> _Source extract_
Segment Open

Suzi Ruffell (born 18 January 1986) is a British comedian, writer, and actress.

Early life

Ruffell was born in Portsmouth to a working-class family. Her father buys and sells lorries and her mother became his assistant after raising Suzi and her older brother.

Ruffell joined a youth drama group which had a major impact on her eventual career choice. She considered Victoria Wood, Catherine Tate, Dawn French and Jennifer Saunders to be her heroes. After Chichester College, she attended drama school at the Academy of Live and Recorded Arts in London, where she first performed stand-up. Ruffell was the first in her family to attend university.

Career
Ruffell began her stand-up comedy career in November 2008 and has been performing stand-up full time since 2012.

Before she began touring as a solo performer, Ruffell had supported Alan Carr, Kevin Bridges, Josh Widdicombe, Joe Lycett, Romesh Ranganathan, and Katherine Ryan on national tours.

Ruffell's stand-up comedy tours include: Social Chameleon (toured in 2014–2015), Common (2016–2017), Keeping It Classy (2018, her first headlining tour), Nocturnal (2019), and Dance Like Everyone's Watching (2019–2020). After a year and a half hiatus due to the COVID-19 pandemic, Ruffell resumed the Dance Like Everyone's Watching tour in autumn 2021.

Keeping it Classy was recorded for Live from the BBC and aired on 11 July 2018.

In 2017, Ruffell and her friend Tom Allen performed across the UK on a double-bill tour titled Hit the Road!

In 2018, Ruffell toured Australia as a performer with the Melbourne International Comedy Festival Roadshow.

Also in 2018, she had a leading role in the short film Foreign, directed by Mark Pinkosh.

Television and radio
Ruffell's first television appearance was on BBC3's Ed Comedy Fest Live, and she has also appeared on numerous shows on Channel 4, E4, Comedy Central and Dave.

She is regularly heard on BBC Radio 4 on The Now Show and The News Quiz.

In addition to performing comedy, Ruffell has written for several television shows, including 8 Out of 10 Cats, The Last Leg, Twit of the Year, Stand Up for the Week, and Mock the Week.

Ruffell appeared with five other British female celebrities in the 2021 BBC2 documentary Womanhood, with the guests discussing the evolving status of women over the past 50 years.

Also in 2021, Ruffell was a presenter on the first two episodes of a female-led satirical news show on Comedy Central titled Yesterday, Today & The Day Before.

Segment Closed

> _Entries supplied_
Segment Open

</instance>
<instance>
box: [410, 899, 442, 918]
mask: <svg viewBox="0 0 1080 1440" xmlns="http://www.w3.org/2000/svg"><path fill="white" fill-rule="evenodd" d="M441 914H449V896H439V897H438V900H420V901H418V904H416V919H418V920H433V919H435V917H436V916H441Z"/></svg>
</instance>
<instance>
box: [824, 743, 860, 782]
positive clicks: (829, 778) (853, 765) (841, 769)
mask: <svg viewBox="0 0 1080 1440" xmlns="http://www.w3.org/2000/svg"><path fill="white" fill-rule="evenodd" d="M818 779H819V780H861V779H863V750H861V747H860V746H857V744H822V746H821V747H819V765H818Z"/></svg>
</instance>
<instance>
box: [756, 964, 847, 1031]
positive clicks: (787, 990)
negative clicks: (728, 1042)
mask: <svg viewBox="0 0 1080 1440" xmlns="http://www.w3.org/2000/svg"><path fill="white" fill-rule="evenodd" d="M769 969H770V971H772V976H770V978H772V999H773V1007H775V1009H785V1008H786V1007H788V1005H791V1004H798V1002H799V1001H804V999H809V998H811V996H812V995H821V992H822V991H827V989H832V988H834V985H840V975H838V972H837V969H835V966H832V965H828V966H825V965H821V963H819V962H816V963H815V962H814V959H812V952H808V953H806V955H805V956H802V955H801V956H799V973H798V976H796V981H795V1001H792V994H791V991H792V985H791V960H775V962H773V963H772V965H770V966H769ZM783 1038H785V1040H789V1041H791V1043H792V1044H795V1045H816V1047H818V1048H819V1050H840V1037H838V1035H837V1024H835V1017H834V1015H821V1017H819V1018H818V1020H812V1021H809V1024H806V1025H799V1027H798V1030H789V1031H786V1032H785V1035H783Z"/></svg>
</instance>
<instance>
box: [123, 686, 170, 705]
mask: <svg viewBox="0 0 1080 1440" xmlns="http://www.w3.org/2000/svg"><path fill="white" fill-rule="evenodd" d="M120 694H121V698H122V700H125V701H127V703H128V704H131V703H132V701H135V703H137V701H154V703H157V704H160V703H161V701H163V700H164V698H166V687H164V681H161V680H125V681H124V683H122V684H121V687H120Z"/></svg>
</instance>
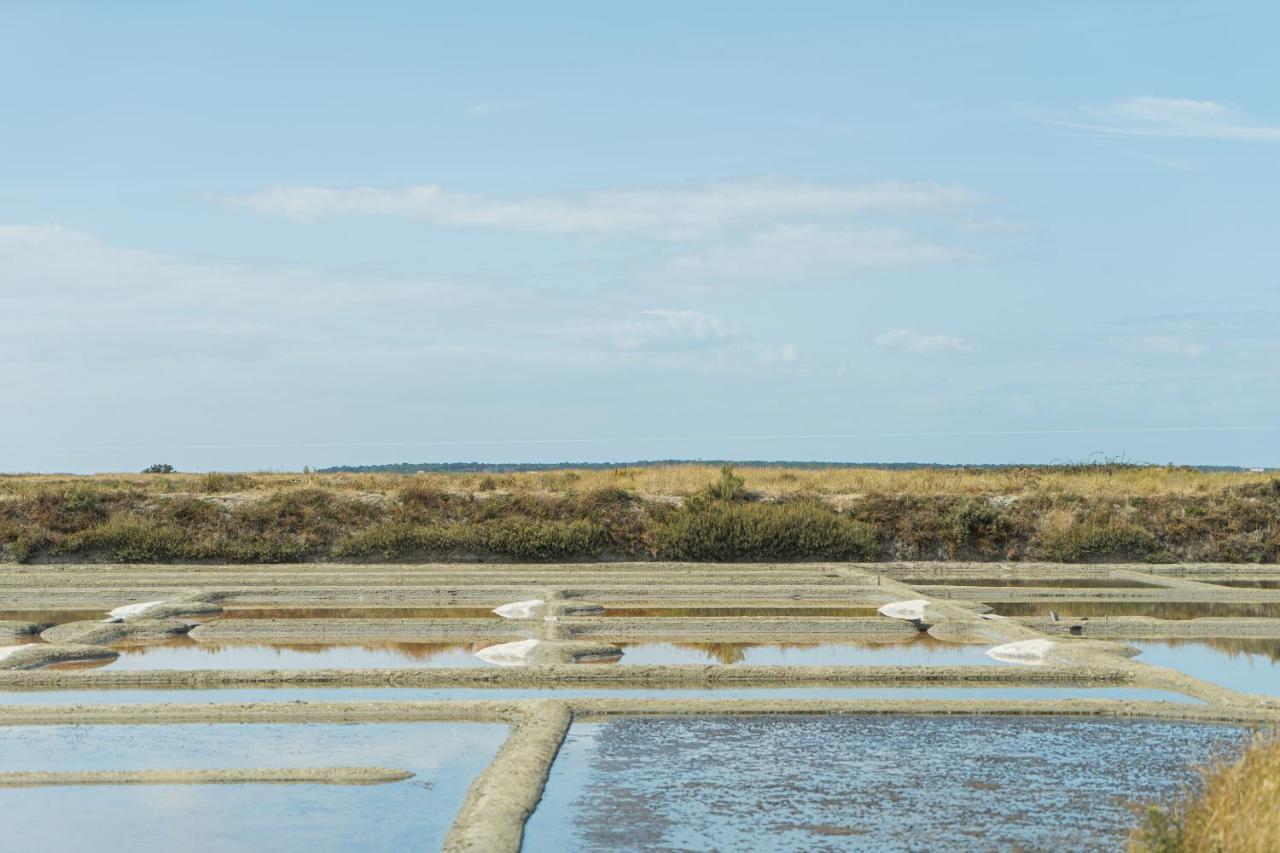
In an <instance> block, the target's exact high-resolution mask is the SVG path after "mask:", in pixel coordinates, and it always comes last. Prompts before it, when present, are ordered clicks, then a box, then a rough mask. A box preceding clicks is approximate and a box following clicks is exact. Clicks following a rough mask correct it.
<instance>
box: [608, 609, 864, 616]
mask: <svg viewBox="0 0 1280 853" xmlns="http://www.w3.org/2000/svg"><path fill="white" fill-rule="evenodd" d="M604 615H605V616H635V617H640V616H796V617H805V616H876V615H877V613H876V608H874V607H608V608H605V611H604Z"/></svg>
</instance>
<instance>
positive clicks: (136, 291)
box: [0, 225, 512, 364]
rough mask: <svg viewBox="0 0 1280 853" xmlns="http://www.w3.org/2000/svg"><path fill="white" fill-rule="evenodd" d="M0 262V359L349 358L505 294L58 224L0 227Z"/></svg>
mask: <svg viewBox="0 0 1280 853" xmlns="http://www.w3.org/2000/svg"><path fill="white" fill-rule="evenodd" d="M0 269H3V270H4V274H0V315H3V316H5V318H6V319H8V320H9V321H10V328H9V329H8V332H6V333H5V334H4V336H0V359H9V360H10V361H13V360H19V361H29V360H67V359H78V360H83V361H87V362H93V361H96V362H97V364H106V362H109V361H115V362H125V361H131V360H147V359H165V360H180V359H198V357H206V356H207V357H211V359H218V360H225V361H239V360H251V359H253V357H257V356H261V355H264V353H268V352H270V353H275V355H278V356H284V357H289V359H292V357H303V359H310V357H316V359H320V360H325V359H329V357H332V356H333V357H357V359H358V357H364V352H365V348H366V347H367V346H369V345H370V343H375V345H383V343H387V342H388V341H390V339H399V341H407V342H410V343H411V345H412V346H422V343H424V337H422V336H424V328H435V329H447V328H448V323H447V321H444V319H443V318H444V316H447V315H452V314H453V313H454V311H457V310H461V309H465V307H468V306H470V307H472V309H475V311H476V313H484V311H493V310H495V309H497V307H498V306H499V305H502V304H511V301H512V297H511V296H504V297H503V300H502V301H500V302H494V301H493V298H492V292H490V291H489V289H486V288H485V287H481V286H475V284H468V286H466V287H463V286H460V284H456V283H451V282H445V280H438V279H429V278H417V277H392V275H379V274H375V273H364V274H361V273H329V272H321V270H312V269H303V268H287V266H266V265H262V266H259V265H238V264H214V263H192V261H186V260H183V259H178V257H173V256H169V255H163V254H156V252H146V251H137V250H131V248H122V247H115V246H110V245H106V243H104V242H101V241H99V240H95V238H93V237H91V236H88V234H84V233H82V232H77V231H72V229H67V228H63V227H59V225H0ZM68 341H74V342H76V346H73V347H72V346H67V342H68ZM436 341H438V336H436ZM436 341H433V343H435V342H436Z"/></svg>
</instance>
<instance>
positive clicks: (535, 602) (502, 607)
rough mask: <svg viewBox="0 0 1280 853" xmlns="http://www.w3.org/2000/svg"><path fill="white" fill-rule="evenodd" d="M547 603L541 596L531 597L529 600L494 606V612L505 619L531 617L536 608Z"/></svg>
mask: <svg viewBox="0 0 1280 853" xmlns="http://www.w3.org/2000/svg"><path fill="white" fill-rule="evenodd" d="M545 603H547V602H544V601H543V599H541V598H530V599H529V601H517V602H512V603H509V605H503V606H502V607H494V608H493V612H495V613H498V615H499V616H502V617H503V619H529V617H530V616H532V615H534V611H535V610H538V608H539V607H541V606H543V605H545Z"/></svg>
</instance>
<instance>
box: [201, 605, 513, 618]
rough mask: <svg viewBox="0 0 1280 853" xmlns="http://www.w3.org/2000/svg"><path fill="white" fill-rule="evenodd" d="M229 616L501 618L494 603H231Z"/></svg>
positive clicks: (252, 616) (326, 617)
mask: <svg viewBox="0 0 1280 853" xmlns="http://www.w3.org/2000/svg"><path fill="white" fill-rule="evenodd" d="M224 615H225V617H227V619H500V616H498V615H497V613H494V612H493V608H490V607H228V608H225V613H224Z"/></svg>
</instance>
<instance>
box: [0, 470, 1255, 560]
mask: <svg viewBox="0 0 1280 853" xmlns="http://www.w3.org/2000/svg"><path fill="white" fill-rule="evenodd" d="M0 558H8V560H18V561H32V562H40V561H234V562H271V561H303V560H347V561H380V560H392V561H394V560H468V558H485V560H517V561H521V560H527V561H538V560H707V561H712V560H726V561H728V560H1050V561H1062V562H1089V561H1103V560H1125V561H1156V562H1158V561H1231V562H1277V561H1280V478H1277V476H1276V475H1275V474H1236V473H1201V471H1194V470H1189V469H1175V467H1142V466H1129V465H1069V466H1059V467H1034V469H1032V467H1028V469H995V470H992V469H978V470H955V469H947V470H940V469H925V470H910V471H891V470H868V469H818V470H803V469H774V467H754V469H744V470H741V471H737V473H724V471H721V470H718V469H714V467H709V466H696V465H678V466H668V467H646V469H616V470H593V471H575V470H564V471H540V473H531V474H417V475H398V474H252V475H246V474H204V475H189V474H155V475H97V476H54V475H22V476H0Z"/></svg>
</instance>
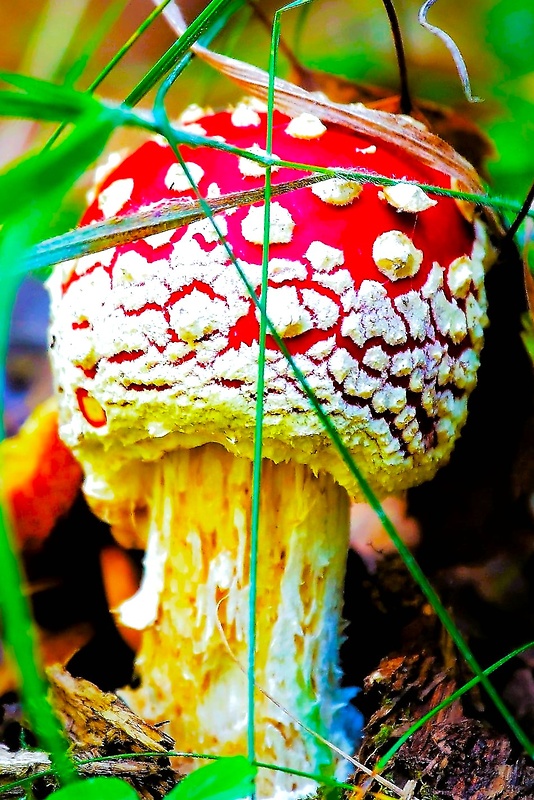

Segment Closed

> _Using the information_
- a) Using the Suzi Ruffell biography, answer:
(i) In which city was Ruffell born?
(ii) Which tour was her first as a headliner?
(iii) Which two BBC Radio 4 programs is she regularly heard on?
- b) List every performer the Suzi Ruffell biography says she supported on national tours before touring as a solo act.
Answer using only the Suzi Ruffell biography.

> _Outputs for the tasks_
- a)
(i) Portsmouth
(ii) Keeping It Classy
(iii) The Now Show and The News Quiz

- b) Alan Carr, Kevin Bridges, Josh Widdicombe, Joe Lycett, Romesh Ranganathan, Katherine Ryan